**Problem statement**:
Starting from the line that contains "Excuse me, I need to find every black", reproduce each line exactly through the end of the material, and include no other lines.

**Source data**:

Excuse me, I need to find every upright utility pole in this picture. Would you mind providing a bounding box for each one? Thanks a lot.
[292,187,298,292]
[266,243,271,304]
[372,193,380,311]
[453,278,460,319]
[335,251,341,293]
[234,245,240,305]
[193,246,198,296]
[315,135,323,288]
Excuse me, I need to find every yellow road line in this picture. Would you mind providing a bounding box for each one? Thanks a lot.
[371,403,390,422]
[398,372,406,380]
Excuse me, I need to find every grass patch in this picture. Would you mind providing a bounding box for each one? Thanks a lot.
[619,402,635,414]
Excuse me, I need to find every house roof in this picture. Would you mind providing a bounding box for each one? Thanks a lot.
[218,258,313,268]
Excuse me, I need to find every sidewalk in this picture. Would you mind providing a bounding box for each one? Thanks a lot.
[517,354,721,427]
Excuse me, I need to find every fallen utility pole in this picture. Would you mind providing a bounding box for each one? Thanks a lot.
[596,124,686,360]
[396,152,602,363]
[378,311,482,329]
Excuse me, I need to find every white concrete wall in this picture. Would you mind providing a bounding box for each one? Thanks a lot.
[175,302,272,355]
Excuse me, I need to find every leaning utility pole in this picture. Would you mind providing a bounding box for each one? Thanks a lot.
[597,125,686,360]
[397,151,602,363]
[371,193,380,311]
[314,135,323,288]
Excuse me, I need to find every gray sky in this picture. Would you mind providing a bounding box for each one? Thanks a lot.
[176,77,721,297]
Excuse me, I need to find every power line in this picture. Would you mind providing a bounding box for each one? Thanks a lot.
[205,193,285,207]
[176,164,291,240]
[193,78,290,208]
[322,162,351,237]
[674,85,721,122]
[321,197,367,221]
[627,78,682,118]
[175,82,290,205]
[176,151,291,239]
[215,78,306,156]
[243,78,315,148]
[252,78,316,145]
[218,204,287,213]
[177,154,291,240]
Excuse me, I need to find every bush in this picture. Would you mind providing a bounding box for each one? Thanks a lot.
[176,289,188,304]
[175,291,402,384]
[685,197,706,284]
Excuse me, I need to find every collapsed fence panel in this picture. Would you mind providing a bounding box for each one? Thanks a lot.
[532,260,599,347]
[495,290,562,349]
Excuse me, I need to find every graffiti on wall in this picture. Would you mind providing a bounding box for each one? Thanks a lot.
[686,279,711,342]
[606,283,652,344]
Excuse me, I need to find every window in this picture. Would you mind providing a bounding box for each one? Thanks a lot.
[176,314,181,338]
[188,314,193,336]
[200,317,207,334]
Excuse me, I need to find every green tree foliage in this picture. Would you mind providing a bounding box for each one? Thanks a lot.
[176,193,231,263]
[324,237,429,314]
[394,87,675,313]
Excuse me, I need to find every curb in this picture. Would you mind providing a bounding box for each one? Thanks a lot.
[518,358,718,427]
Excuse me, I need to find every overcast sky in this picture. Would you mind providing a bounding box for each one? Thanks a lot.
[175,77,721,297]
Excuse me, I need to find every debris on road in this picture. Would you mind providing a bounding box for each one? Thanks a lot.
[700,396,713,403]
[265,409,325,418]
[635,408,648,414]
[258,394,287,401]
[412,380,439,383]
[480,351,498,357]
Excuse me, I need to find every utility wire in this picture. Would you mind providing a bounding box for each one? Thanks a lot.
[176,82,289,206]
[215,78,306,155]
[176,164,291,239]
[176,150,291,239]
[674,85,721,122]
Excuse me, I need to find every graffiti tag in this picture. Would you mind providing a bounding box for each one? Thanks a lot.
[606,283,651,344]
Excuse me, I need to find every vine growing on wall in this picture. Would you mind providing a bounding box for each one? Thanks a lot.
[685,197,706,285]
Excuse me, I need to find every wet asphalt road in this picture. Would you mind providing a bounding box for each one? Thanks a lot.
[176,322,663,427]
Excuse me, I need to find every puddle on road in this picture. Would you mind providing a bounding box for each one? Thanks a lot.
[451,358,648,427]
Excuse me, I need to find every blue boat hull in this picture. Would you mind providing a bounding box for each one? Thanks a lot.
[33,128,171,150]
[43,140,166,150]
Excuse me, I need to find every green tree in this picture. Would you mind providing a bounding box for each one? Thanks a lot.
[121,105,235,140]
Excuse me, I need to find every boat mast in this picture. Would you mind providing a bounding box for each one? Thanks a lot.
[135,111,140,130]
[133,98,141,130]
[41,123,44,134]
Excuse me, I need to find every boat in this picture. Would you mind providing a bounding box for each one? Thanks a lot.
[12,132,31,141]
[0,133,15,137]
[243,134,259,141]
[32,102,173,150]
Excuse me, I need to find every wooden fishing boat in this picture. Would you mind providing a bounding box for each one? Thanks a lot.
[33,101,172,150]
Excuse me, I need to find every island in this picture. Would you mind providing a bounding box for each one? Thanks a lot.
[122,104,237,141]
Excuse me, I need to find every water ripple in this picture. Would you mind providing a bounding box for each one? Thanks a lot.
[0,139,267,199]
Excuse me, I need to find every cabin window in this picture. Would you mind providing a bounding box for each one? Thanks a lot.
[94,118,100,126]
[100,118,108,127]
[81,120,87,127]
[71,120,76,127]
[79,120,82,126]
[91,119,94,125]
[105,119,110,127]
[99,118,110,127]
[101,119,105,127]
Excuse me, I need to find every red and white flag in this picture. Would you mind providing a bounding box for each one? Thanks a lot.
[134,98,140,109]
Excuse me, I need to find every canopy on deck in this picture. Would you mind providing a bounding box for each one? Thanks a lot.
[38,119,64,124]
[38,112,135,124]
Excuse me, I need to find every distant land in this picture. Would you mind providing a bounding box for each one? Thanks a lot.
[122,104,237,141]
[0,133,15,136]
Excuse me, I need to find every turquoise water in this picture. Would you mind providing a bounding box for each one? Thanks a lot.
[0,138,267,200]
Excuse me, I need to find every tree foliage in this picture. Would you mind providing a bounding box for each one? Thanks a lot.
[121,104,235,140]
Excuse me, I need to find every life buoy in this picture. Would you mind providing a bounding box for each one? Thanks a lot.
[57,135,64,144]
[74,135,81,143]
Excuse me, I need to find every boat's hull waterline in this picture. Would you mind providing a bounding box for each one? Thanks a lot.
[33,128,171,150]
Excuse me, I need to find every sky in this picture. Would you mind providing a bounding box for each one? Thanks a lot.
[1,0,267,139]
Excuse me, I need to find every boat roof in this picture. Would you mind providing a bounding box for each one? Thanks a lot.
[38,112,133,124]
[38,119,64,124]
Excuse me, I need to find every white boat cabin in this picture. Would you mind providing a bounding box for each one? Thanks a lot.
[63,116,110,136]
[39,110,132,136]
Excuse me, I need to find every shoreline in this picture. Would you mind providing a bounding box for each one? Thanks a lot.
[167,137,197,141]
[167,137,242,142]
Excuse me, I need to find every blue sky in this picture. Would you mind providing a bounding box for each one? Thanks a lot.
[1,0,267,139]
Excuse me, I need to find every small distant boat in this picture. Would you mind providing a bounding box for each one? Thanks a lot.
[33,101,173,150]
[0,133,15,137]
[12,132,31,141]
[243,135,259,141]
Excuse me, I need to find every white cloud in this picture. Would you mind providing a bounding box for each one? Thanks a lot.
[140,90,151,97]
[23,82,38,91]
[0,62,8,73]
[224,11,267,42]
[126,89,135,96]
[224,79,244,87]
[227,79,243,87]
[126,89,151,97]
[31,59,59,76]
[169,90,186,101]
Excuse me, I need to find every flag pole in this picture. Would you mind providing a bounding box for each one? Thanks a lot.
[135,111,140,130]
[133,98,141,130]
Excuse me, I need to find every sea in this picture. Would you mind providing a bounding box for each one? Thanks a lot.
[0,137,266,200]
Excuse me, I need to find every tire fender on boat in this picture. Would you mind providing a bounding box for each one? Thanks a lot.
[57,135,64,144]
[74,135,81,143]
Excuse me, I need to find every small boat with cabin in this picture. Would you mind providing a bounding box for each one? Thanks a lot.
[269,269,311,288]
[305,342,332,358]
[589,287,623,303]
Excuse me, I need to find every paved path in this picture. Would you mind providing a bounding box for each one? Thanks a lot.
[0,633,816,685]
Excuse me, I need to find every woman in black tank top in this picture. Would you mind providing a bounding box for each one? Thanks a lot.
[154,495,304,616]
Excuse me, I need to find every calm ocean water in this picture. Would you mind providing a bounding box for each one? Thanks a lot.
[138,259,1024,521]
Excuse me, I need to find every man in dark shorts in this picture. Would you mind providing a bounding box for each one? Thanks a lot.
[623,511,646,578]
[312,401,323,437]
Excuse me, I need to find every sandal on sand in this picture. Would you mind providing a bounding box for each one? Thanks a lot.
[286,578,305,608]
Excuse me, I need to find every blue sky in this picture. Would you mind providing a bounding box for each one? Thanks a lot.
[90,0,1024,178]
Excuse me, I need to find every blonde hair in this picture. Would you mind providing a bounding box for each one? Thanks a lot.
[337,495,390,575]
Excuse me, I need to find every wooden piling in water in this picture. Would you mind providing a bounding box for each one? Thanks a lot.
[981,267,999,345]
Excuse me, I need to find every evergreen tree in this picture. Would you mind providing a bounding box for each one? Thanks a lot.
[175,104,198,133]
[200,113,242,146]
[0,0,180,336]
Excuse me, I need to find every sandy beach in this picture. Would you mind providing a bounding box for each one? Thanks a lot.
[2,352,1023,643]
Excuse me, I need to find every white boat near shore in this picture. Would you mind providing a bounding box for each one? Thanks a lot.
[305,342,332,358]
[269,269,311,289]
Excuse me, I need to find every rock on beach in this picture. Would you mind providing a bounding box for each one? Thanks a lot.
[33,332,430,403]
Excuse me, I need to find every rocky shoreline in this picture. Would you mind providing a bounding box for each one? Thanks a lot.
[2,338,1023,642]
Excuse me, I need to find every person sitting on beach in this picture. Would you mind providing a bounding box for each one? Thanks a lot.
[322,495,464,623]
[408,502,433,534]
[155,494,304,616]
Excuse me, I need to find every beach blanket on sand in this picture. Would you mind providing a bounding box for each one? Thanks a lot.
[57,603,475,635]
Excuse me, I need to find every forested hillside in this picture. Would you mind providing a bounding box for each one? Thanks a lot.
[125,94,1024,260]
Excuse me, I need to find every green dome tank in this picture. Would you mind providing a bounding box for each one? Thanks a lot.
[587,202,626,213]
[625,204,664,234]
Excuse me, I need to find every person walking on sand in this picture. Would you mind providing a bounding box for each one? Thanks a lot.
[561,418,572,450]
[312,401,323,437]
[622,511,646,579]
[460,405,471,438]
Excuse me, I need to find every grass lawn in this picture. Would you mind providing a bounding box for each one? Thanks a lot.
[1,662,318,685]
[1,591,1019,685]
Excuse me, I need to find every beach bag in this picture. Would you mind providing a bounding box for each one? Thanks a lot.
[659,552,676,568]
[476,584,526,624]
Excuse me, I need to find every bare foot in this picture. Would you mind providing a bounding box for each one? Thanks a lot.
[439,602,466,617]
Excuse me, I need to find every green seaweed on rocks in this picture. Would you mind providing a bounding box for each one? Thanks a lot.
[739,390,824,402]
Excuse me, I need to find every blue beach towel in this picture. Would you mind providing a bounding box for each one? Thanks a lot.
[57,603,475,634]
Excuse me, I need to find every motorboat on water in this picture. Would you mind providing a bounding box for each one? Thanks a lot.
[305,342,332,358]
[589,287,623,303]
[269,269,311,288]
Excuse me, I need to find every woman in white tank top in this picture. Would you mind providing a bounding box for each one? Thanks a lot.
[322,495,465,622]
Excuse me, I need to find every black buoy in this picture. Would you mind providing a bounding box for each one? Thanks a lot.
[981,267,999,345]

**Result below**:
Excuse me, I need to find every black buoy in this picture. Would you mind providing a bounding box for each one? Thanks a lot.
[981,267,999,345]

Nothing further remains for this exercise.